◆ **Exercise**:
Return every record below exactly as given.

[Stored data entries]

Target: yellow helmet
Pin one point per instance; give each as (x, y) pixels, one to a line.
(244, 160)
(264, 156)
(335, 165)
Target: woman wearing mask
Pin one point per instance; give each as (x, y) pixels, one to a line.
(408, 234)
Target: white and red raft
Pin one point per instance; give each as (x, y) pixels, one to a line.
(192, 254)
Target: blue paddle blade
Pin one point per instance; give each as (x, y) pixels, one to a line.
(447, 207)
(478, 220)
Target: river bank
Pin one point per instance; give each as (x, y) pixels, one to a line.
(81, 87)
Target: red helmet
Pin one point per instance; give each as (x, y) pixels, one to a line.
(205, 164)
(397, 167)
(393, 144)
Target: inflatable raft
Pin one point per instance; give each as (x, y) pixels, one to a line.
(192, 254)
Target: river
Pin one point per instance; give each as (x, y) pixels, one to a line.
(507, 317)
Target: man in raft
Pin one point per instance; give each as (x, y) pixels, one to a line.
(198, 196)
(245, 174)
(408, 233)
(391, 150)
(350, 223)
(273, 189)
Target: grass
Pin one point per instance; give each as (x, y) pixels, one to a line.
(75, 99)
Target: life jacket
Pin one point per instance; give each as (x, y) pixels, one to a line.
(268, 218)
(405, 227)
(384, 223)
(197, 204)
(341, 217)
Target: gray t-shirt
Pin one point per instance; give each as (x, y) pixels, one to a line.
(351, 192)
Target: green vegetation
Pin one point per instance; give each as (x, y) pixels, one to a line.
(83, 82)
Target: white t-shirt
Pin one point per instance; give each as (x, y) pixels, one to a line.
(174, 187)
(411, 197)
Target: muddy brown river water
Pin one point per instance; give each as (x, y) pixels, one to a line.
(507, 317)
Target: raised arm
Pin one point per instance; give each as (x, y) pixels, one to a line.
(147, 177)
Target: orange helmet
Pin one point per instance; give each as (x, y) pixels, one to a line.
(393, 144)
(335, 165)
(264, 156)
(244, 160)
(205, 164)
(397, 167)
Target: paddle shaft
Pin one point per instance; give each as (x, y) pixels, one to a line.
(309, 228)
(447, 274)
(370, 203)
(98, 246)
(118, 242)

◆ **Task solution**:
Target: yellow helmet
Pin one point per instance; give each as (x, y) pixels, one to a line.
(244, 160)
(264, 156)
(335, 165)
Target: woman wearing mask
Pin one point per instance; give each as (x, y) pixels, one to a line.
(408, 234)
Target: white and red raft
Pin one point per instance; give each as (x, y) pixels, one to a line.
(192, 254)
Target: blue paddle blade
Pin one point per instance; give each as (x, y) pixels, one to a line.
(447, 207)
(478, 220)
Target: river bank
Pin one point per instance; give each as (x, y) pixels, one to a line.
(81, 87)
Target: red helmet
Pin one point per instance; give each as (x, y) pixels, one to a line.
(205, 164)
(397, 167)
(393, 144)
Target: inflatable raft
Pin one point per instance; give each as (x, y) pixels, one to a line.
(192, 254)
Target: river
Pin one point per instance; give each as (x, y) pixels, one to a line.
(507, 317)
Target: man in raft
Pin one point per instance; give each as (x, y) pixels, one to a line.
(198, 196)
(245, 174)
(408, 233)
(391, 150)
(350, 223)
(273, 189)
Target: grass
Pin one point per instance; give each as (x, y) pixels, one to a line.
(75, 99)
Target: life jacket
Pin one point per instance; give each as (x, y) pixels, one to a line.
(268, 218)
(405, 227)
(384, 223)
(197, 204)
(341, 217)
Target: gray t-shirt
Pin one point per instance; give each as (x, y) pixels, one to a line.
(351, 192)
Target: green vegetation
Pin one point per instance; give each as (x, y) pixels, one to a line.
(83, 82)
Target: white t-shirt
Pin one point per instance; give each as (x, y) pixels, one to a line.
(174, 187)
(411, 197)
Target: muddy brown river water
Pin one point per instance; give each as (x, y) pixels, one to a line.
(507, 317)
Target: raised arm
Pin one point per instance; give each as (x, y) pixels, one to a line.
(147, 177)
Target: orange helmet
Pin one point per instance; give each as (x, y) pixels, one to a line.
(393, 144)
(335, 165)
(264, 156)
(244, 160)
(205, 164)
(397, 167)
Target: paddle shaft
Pin one point per instance; give each as (x, y) pixels, one to a line.
(309, 228)
(447, 274)
(370, 203)
(98, 246)
(118, 242)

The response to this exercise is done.